### GOAL
Print every record below exactly as written.

Stored data entries
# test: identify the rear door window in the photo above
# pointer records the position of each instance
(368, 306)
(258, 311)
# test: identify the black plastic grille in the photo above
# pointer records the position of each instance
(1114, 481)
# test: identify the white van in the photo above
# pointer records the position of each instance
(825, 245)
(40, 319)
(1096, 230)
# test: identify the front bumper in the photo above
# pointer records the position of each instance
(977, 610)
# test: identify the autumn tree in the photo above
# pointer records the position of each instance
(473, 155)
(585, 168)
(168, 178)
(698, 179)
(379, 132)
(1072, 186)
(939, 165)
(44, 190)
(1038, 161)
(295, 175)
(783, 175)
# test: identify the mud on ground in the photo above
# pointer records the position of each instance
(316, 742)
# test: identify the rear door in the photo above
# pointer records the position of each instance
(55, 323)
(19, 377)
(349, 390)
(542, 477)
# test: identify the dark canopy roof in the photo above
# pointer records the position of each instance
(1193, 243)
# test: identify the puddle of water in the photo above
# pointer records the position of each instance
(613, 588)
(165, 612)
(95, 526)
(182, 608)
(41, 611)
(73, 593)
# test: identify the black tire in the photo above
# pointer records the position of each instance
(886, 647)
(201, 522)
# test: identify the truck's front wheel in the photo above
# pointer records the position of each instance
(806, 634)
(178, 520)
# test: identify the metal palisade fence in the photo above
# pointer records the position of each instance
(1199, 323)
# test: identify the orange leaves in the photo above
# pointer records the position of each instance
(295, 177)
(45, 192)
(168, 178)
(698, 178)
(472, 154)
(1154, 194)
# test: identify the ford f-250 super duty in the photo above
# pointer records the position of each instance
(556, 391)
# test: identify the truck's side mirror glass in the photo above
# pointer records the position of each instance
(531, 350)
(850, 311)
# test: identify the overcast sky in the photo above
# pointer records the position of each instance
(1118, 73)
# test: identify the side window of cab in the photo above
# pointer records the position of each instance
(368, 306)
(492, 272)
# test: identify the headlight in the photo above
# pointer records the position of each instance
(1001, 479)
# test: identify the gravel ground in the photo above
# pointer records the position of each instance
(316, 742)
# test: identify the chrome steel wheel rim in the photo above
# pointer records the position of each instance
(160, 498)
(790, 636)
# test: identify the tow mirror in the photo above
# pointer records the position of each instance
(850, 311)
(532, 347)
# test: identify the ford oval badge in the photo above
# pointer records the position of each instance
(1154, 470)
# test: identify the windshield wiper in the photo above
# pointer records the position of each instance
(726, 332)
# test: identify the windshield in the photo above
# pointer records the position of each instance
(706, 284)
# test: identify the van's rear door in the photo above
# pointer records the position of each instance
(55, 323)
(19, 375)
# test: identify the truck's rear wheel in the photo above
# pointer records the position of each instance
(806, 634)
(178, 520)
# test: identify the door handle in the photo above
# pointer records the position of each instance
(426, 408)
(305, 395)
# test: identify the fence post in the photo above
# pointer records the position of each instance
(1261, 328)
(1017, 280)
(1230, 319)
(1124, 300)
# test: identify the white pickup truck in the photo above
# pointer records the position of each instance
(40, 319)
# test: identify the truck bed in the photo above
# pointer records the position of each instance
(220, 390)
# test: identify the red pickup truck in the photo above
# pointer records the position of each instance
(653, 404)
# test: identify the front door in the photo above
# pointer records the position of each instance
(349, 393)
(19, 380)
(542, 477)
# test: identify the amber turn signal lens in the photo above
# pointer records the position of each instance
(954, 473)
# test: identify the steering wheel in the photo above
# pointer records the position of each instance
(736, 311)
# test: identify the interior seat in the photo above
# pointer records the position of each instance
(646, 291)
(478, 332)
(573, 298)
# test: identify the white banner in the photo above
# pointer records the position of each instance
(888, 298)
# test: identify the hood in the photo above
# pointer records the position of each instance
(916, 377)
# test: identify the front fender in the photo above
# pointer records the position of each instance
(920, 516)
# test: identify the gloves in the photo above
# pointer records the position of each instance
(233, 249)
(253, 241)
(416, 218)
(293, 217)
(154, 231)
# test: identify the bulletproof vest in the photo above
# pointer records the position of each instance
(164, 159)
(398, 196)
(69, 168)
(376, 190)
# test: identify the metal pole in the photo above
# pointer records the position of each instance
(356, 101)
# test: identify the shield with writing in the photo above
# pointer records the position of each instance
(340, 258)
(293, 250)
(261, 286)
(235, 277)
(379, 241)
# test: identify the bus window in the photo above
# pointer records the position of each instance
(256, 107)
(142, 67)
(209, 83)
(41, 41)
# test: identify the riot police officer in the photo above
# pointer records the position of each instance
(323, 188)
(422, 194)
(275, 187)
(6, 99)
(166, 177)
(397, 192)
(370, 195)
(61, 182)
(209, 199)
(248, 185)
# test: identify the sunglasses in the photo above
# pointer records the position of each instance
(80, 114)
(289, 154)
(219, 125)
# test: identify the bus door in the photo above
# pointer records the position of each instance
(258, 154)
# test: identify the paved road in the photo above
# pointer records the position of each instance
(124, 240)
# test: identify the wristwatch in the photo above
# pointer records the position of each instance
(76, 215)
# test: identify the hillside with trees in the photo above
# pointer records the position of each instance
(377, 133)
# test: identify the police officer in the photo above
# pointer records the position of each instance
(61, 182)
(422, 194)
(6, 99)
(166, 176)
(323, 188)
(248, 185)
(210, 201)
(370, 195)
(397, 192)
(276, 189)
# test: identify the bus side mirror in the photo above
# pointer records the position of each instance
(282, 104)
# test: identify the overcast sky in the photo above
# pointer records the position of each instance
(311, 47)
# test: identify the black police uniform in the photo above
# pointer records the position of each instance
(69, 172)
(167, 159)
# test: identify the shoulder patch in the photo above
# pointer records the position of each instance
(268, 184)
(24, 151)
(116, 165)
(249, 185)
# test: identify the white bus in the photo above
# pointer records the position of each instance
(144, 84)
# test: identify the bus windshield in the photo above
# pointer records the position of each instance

### SOLUTION TO THE EXERCISE
# test: identify the rear door window in the photo above
# pointer records the position of each instance
(368, 306)
(258, 311)
# test: identify the black plastic grille in the photo above
# pointer records the position of each instance
(1114, 481)
# test: identify the white van in the photo above
# pointer records the position of each instance
(825, 245)
(40, 319)
(1096, 230)
# test: identify the front bumper in the photo above
# pointer records the position of each instance
(977, 610)
# test: identify the autumn tree in the photo above
# pointer records the position of each instance
(473, 155)
(585, 168)
(168, 178)
(698, 179)
(379, 132)
(1072, 186)
(939, 165)
(44, 190)
(1038, 161)
(295, 175)
(783, 175)
# test: identify the mud on ground in the photo above
# pointer records the position of each instance
(316, 742)
# test: identify the rear door in the photo above
# pointer records the position of each instance
(55, 323)
(19, 377)
(349, 390)
(542, 477)
# test: identify the dark canopy roof in the photo above
# pointer records the position of each instance
(1193, 243)
# test: identify the puddle of water in the photo above
# pointer records the position of each instance
(613, 588)
(165, 612)
(95, 526)
(182, 608)
(41, 611)
(73, 593)
# test: identify the black tire in the photo above
# pointer records the position of each instance
(886, 647)
(201, 522)
# test: identify the truck's front wheel in the photo above
# pointer records the position of each instance
(806, 634)
(178, 520)
# test: identify the metal palisade fence in the photo above
# pointer records the position of each instance
(1199, 323)
# test: identify the orange leaves in the photo above
# pointer records the position of each instance
(295, 177)
(45, 192)
(168, 178)
(698, 178)
(472, 154)
(1154, 194)
# test: identify the ford f-250 super duty in the photo above
# pointer records the position of each instance
(556, 391)
# test: identify the truck's side mirror glass in the photo above
# pointer records the position of each instance
(531, 350)
(850, 311)
# test: identify the overcast sky in the photo above
# pointer records the position of each instance
(1118, 73)
# test: identify the side window of cab in the photo above
# pointer records the position of each instance
(368, 306)
(492, 272)
# test: identify the headlight in the photo above
# pointer records the position of each instance
(1001, 479)
# test: identify the gravel ground in the photo above
# pointer records the position of each instance
(316, 742)
# test: identify the chrome steel wheel rim in the photo above
# pointer records the position of each instance
(160, 498)
(790, 636)
# test: identify the tow mirror in the photo above
# pointer records the position of each instance
(850, 311)
(532, 347)
# test: identify the ford oval badge in the photo above
# pointer records the position of each instance
(1154, 470)
# test: identify the windshield wiper in the photo above
# pointer records the position of each instance
(726, 332)
# test: identify the windshield in the photo above
# pointer records the position of each instance
(706, 284)
# test: identify the van's rear door in the photo above
# pointer records the position of each instance
(55, 323)
(19, 375)
# test: identify the truck's rear wheel in the photo above
# pointer records the position of each instance
(806, 634)
(178, 520)
# test: identify the door handle in the photo above
# pointer records the position of each instance
(426, 408)
(305, 395)
# test: identify the fence post in the photo above
# pointer records the position of each instance
(1261, 328)
(1017, 280)
(1230, 319)
(1124, 300)
# test: identify the white pickup truck in the photo above
# pointer records the position of each instance
(40, 319)
# test: identify the truck bed in the photo above
# pointer records the position of each instance
(220, 390)
# test: identify the red pickup truck in the photo above
# pointer records the position of each instance
(653, 404)
# test: identify the front door in the photo above
# pointer records the position of each instance
(349, 393)
(19, 380)
(542, 477)
# test: identify the amber turn signal lens in the photo above
# pointer records the position of each instance
(954, 473)
# test: identify the steering wheel in the photo above
# pointer records the position of each instance
(736, 311)
# test: identify the interior seat in the photo above
# pointer records the position of each instance
(646, 291)
(478, 332)
(573, 298)
# test: identify the white banner in the photo above
# pointer records the position of each instance
(888, 298)
# test: identify the hood in the photo above
# pointer records the position of each instance
(916, 377)
# test: identify the front fender in the photo above
# pointer records the position of each instance
(920, 516)
# test: identify the gloves in the photo above
# pointer records the position of each instance
(233, 249)
(253, 241)
(416, 218)
(293, 217)
(154, 231)
# test: identify the bulletproof vest in the photo above
# pointer records the position of each instance
(164, 159)
(398, 196)
(69, 168)
(376, 190)
# test: identify the metal pole in the photo above
# pointer records the position of each instance
(356, 101)
# test: identify the shield with writing in the photo above
# pointer records the position of each instance
(340, 258)
(293, 250)
(261, 286)
(235, 277)
(379, 241)
# test: identify the bus window in the photo above
# pointer records the position of each instance
(256, 107)
(142, 67)
(209, 83)
(41, 41)
# test: identify the riot police officer in the photo above
# pointer records the position of each instance
(323, 188)
(422, 194)
(275, 187)
(6, 99)
(166, 177)
(397, 192)
(370, 195)
(61, 182)
(209, 199)
(248, 185)
# test: identify the sunglasses in the photo above
# pointer records the position of each instance
(80, 114)
(289, 154)
(219, 125)
# test: identify the bus door in the photo above
# pointer records the position of each instance
(258, 154)
# test: identify the paved road in the photo above
# pointer records the position of each instance
(124, 240)
# test: identify the wristwatch in the photo above
# pointer records the position of each instance
(76, 215)
# test: identify the hillside with trees in the photo above
# pointer records the position of each instance
(377, 133)
# test: identify the police officer in the photo above
# pointer records the position of each instance
(61, 182)
(422, 194)
(6, 99)
(166, 176)
(323, 188)
(248, 185)
(210, 201)
(370, 195)
(397, 192)
(276, 189)
# test: identify the bus side mirror in the photo above
# pointer records the position of each instance
(282, 104)
# test: identify the overcast sky in the photo above
# pointer records the position of each instance
(311, 47)
# test: identify the black police uniform in the photo above
# pointer records the position of each instance
(69, 172)
(167, 159)
# test: identify the shoulder patch in the photo above
# pointer records the position of each instance
(268, 184)
(24, 151)
(116, 165)
(249, 185)
# test: identify the white bus in the photo above
# pointer records the position of each instance
(144, 84)
# test: identify the bus windshield in the photo above
# pointer records the position of each instance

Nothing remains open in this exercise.